Action item: Pull every line with "sand" from the entries below.

Start of Provided data

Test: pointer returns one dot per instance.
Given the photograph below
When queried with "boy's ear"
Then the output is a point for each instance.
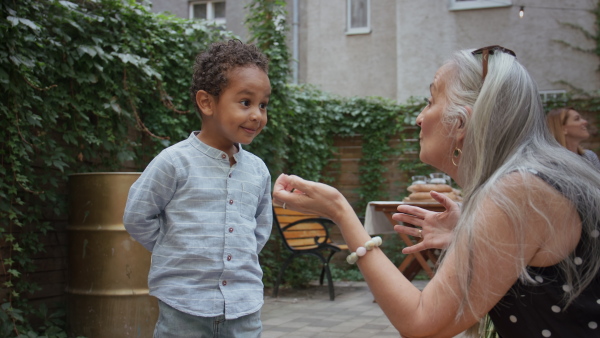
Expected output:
(205, 102)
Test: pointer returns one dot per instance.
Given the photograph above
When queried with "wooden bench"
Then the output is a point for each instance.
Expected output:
(304, 234)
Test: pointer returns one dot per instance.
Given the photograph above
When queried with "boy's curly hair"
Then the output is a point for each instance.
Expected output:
(211, 66)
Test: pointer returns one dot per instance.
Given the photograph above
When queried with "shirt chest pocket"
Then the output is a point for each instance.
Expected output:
(249, 201)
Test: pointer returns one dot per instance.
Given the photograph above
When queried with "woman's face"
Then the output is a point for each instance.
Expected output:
(575, 127)
(436, 144)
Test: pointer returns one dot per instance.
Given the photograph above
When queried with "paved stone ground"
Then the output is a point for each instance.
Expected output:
(310, 313)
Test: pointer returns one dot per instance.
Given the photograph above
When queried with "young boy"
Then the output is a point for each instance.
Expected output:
(203, 205)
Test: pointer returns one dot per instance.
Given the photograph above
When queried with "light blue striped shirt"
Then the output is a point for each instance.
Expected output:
(205, 223)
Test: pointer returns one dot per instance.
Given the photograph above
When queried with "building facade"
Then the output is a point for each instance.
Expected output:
(392, 48)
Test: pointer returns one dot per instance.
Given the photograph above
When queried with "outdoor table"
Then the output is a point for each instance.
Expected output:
(378, 220)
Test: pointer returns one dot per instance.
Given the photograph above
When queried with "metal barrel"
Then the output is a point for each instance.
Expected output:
(107, 283)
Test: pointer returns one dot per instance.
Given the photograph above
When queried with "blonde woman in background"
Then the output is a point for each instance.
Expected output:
(570, 129)
(525, 245)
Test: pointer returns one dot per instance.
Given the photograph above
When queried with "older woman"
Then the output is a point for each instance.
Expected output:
(570, 129)
(524, 248)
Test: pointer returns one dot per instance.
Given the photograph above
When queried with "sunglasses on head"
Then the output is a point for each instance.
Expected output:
(486, 51)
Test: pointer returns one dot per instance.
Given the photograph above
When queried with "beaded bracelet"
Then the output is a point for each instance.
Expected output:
(361, 251)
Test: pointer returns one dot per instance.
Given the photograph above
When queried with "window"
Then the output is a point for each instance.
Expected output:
(208, 10)
(458, 5)
(553, 95)
(358, 17)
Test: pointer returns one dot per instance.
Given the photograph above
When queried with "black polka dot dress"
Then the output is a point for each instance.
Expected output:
(537, 309)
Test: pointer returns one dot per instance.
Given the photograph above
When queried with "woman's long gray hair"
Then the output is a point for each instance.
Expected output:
(506, 133)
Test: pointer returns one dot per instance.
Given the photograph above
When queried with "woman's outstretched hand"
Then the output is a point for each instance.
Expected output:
(309, 197)
(436, 227)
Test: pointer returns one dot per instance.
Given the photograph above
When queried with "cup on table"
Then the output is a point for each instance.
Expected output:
(438, 178)
(419, 179)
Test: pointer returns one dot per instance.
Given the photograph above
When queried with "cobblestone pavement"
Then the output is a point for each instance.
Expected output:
(310, 313)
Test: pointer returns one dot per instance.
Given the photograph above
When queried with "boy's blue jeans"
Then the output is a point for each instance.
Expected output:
(174, 324)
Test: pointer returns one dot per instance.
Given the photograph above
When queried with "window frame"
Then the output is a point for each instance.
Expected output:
(210, 10)
(357, 30)
(458, 5)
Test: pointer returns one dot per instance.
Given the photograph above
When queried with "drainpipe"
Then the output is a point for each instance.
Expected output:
(295, 43)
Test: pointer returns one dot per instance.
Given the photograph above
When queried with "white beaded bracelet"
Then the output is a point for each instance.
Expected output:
(361, 251)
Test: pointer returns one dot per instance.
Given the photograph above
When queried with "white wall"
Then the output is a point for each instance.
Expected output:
(428, 32)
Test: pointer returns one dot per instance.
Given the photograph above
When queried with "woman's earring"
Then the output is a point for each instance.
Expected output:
(456, 154)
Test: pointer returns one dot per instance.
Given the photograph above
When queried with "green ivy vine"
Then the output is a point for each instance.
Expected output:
(102, 85)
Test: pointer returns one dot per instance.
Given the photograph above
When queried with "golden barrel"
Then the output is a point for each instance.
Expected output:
(107, 284)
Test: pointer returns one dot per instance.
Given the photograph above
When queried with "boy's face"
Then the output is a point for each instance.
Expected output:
(240, 112)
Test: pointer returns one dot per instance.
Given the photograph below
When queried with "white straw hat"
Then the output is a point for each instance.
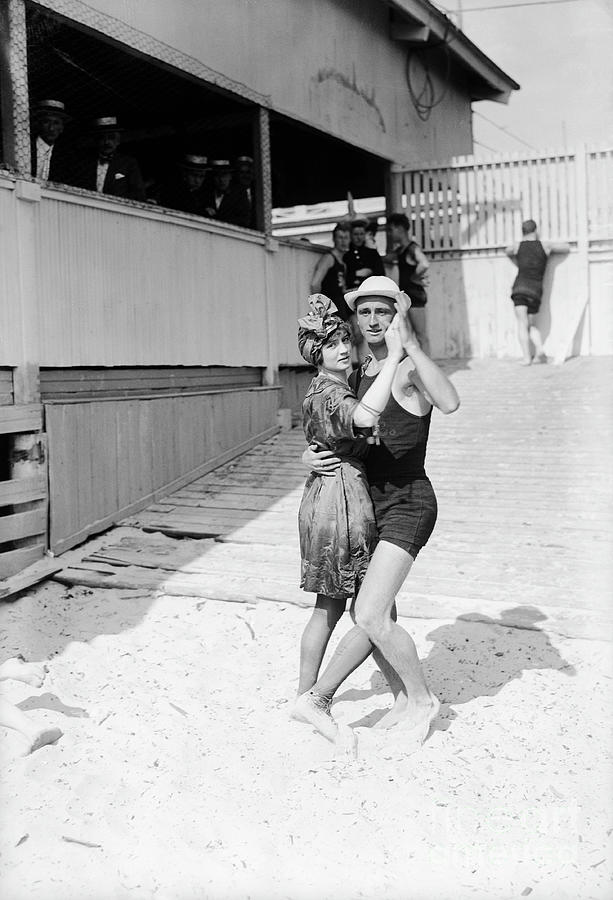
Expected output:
(375, 286)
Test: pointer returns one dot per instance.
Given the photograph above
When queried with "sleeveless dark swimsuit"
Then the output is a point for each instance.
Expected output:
(333, 286)
(527, 288)
(408, 281)
(403, 497)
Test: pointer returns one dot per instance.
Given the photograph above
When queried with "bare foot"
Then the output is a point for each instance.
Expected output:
(19, 670)
(314, 710)
(42, 737)
(415, 729)
(395, 714)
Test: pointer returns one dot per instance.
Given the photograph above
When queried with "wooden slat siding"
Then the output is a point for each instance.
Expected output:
(119, 314)
(6, 387)
(23, 524)
(109, 458)
(18, 419)
(122, 381)
(22, 490)
(600, 178)
(10, 314)
(14, 561)
(437, 208)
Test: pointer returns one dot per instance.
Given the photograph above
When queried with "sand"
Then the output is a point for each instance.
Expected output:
(180, 777)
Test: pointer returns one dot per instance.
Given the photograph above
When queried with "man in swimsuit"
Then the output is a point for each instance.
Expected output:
(530, 256)
(405, 509)
(412, 272)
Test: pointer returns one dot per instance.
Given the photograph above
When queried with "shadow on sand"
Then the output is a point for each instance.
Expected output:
(475, 656)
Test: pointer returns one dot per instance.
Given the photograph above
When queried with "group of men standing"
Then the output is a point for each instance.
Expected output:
(354, 257)
(215, 189)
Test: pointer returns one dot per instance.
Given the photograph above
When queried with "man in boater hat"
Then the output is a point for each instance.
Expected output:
(107, 171)
(51, 158)
(405, 511)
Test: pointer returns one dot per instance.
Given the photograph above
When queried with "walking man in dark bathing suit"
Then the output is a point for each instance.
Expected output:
(530, 256)
(405, 510)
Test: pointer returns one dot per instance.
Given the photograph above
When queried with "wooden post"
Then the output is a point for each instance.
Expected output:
(26, 381)
(583, 248)
(14, 96)
(263, 198)
(393, 197)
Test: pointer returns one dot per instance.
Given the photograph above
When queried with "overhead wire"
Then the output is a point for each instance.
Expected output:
(505, 130)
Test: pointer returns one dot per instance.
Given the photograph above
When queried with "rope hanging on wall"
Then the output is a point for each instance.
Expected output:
(419, 78)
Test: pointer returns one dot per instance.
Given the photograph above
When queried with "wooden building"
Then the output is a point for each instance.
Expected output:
(141, 346)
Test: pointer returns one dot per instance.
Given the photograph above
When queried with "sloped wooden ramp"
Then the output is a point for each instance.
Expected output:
(524, 529)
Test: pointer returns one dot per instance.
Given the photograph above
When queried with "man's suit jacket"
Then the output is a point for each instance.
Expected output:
(234, 207)
(123, 177)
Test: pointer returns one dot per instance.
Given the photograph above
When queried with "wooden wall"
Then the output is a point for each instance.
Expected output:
(109, 458)
(352, 76)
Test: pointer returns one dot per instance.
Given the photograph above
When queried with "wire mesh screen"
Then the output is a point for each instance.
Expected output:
(108, 119)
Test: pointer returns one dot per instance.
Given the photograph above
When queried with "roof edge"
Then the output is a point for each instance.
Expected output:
(424, 23)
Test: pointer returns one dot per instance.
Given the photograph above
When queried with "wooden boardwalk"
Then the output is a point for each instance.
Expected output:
(523, 477)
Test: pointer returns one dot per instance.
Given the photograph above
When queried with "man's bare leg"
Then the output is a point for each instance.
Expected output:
(315, 638)
(417, 317)
(415, 705)
(535, 336)
(523, 335)
(391, 676)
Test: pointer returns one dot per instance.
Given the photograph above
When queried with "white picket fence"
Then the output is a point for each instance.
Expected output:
(479, 204)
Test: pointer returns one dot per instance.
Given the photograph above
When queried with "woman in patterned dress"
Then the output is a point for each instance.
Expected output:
(336, 519)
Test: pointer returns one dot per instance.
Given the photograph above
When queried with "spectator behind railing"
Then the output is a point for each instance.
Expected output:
(52, 158)
(243, 179)
(224, 201)
(361, 261)
(186, 191)
(105, 170)
(330, 271)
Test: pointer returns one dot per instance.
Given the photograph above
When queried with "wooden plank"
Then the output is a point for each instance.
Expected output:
(173, 585)
(15, 419)
(14, 561)
(22, 490)
(29, 576)
(26, 524)
(63, 541)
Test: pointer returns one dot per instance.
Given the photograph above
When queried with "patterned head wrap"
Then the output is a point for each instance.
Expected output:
(315, 328)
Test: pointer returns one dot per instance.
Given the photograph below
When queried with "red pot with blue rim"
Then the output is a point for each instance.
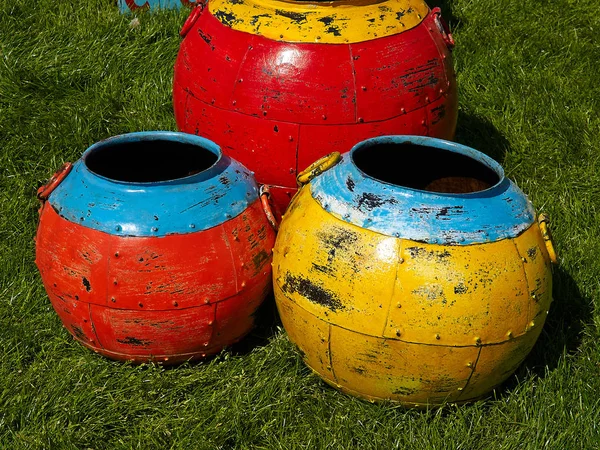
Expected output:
(155, 246)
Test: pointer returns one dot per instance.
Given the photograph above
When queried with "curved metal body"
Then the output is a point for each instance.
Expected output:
(385, 309)
(165, 271)
(279, 84)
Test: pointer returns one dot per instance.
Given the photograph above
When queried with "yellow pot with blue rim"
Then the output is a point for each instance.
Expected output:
(422, 282)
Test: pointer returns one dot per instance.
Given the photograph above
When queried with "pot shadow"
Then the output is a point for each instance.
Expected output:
(266, 325)
(569, 315)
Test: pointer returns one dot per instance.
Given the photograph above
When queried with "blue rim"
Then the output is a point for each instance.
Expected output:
(499, 212)
(178, 206)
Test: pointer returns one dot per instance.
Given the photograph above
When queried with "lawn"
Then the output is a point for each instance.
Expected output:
(73, 73)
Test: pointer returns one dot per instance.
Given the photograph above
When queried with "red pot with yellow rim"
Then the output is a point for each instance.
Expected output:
(278, 84)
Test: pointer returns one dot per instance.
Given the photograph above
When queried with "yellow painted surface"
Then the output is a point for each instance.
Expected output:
(387, 318)
(336, 22)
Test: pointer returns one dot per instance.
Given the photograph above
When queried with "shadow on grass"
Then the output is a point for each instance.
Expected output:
(562, 334)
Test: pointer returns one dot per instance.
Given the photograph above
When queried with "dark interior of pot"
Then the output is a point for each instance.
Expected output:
(424, 168)
(149, 161)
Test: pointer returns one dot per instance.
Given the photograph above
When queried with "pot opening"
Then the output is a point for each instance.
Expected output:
(425, 168)
(149, 161)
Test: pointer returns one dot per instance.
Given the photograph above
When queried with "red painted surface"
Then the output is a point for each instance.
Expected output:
(278, 106)
(166, 299)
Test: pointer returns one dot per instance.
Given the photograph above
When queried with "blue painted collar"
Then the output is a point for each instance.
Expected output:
(499, 212)
(183, 205)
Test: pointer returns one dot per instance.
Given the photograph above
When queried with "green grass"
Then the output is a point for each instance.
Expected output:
(72, 73)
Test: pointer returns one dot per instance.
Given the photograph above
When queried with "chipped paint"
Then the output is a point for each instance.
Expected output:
(165, 298)
(334, 22)
(479, 306)
(307, 97)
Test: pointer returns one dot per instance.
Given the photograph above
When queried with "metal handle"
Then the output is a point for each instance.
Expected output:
(318, 167)
(191, 20)
(45, 190)
(544, 223)
(265, 197)
(443, 27)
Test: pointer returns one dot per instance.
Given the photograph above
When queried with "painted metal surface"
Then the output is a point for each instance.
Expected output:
(339, 22)
(500, 212)
(417, 322)
(187, 205)
(277, 103)
(136, 5)
(163, 296)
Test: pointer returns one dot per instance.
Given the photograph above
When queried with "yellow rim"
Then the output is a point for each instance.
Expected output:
(336, 22)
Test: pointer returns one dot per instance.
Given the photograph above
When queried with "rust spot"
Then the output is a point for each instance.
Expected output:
(78, 332)
(532, 253)
(370, 201)
(404, 391)
(226, 18)
(293, 16)
(129, 340)
(206, 38)
(311, 291)
(260, 259)
(460, 288)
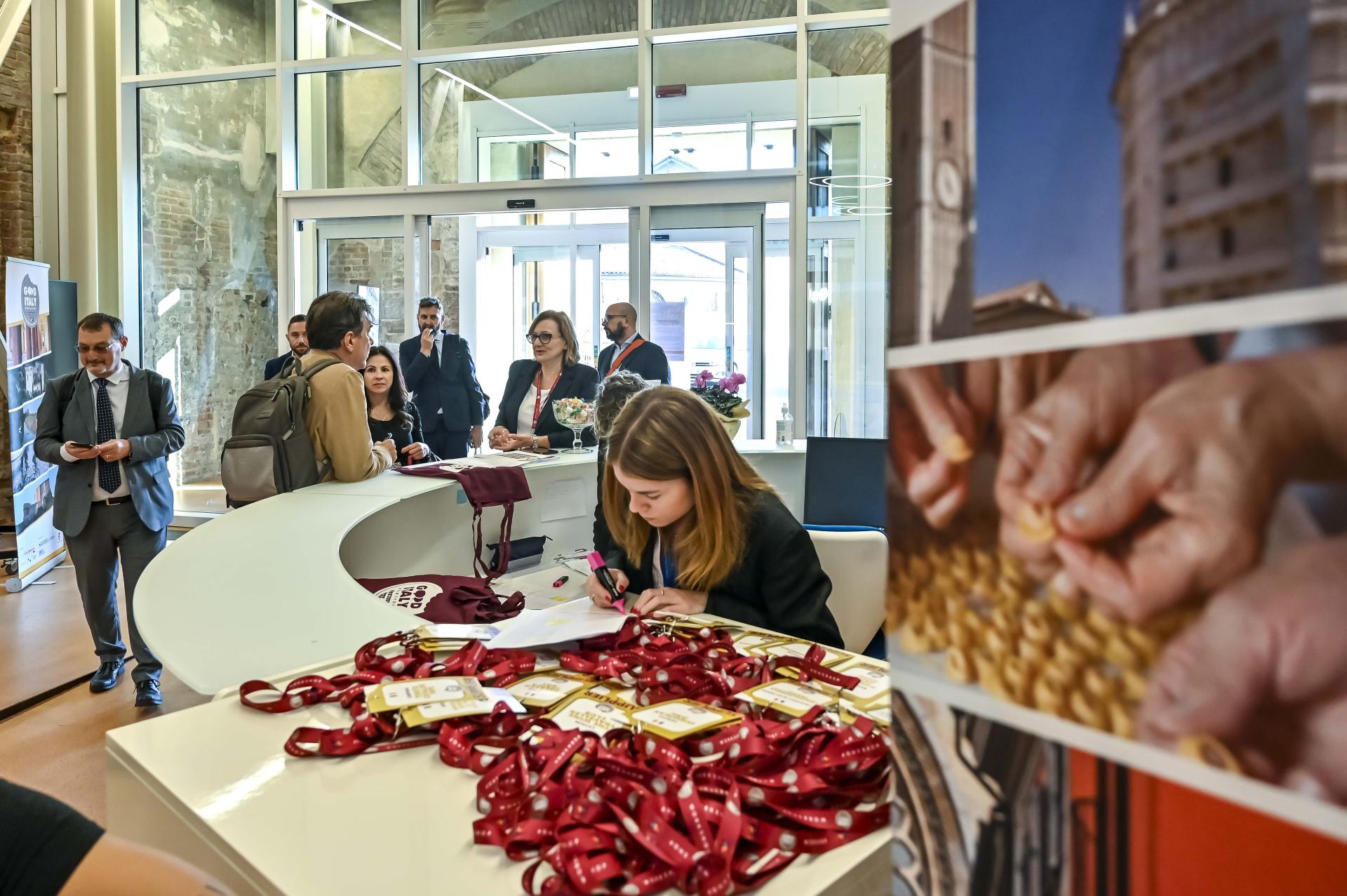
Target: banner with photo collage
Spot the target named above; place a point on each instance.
(29, 348)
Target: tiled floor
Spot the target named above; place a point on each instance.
(57, 747)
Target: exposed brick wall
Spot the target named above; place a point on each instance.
(377, 262)
(209, 253)
(17, 234)
(17, 227)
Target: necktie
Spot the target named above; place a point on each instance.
(109, 474)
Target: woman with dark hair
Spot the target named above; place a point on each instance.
(613, 395)
(554, 372)
(697, 530)
(392, 415)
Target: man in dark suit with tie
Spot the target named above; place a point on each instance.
(109, 429)
(629, 351)
(298, 337)
(439, 372)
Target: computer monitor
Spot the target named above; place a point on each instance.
(845, 483)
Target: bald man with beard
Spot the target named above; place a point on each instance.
(629, 351)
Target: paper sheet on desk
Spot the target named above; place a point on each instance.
(565, 500)
(572, 622)
(507, 458)
(538, 587)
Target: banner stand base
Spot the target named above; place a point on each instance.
(14, 584)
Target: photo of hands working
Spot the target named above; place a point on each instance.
(1143, 538)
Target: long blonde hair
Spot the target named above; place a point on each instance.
(669, 434)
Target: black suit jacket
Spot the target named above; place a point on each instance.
(446, 386)
(150, 424)
(578, 382)
(777, 584)
(275, 364)
(647, 360)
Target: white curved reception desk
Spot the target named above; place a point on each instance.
(272, 587)
(269, 591)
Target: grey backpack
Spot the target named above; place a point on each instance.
(269, 450)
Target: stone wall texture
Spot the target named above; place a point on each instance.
(208, 177)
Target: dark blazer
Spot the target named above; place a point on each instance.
(578, 382)
(152, 430)
(777, 584)
(380, 430)
(604, 542)
(647, 360)
(275, 364)
(446, 387)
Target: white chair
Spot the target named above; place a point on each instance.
(857, 561)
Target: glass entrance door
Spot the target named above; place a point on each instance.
(706, 297)
(364, 258)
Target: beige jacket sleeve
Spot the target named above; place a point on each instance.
(338, 424)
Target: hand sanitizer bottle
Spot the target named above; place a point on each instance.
(786, 429)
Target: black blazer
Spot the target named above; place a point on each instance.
(446, 387)
(152, 424)
(604, 542)
(648, 361)
(380, 430)
(777, 584)
(578, 382)
(275, 364)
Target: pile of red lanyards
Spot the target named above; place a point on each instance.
(629, 813)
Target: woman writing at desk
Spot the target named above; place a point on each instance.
(391, 413)
(699, 531)
(525, 418)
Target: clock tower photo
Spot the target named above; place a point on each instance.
(932, 115)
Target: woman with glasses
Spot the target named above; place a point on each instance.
(392, 415)
(525, 418)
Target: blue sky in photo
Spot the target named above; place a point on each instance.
(1050, 180)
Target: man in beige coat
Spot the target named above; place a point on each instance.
(337, 417)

End of Provided data

Solution to this task:
When queried with "sand"
When queried with "shadow on sand"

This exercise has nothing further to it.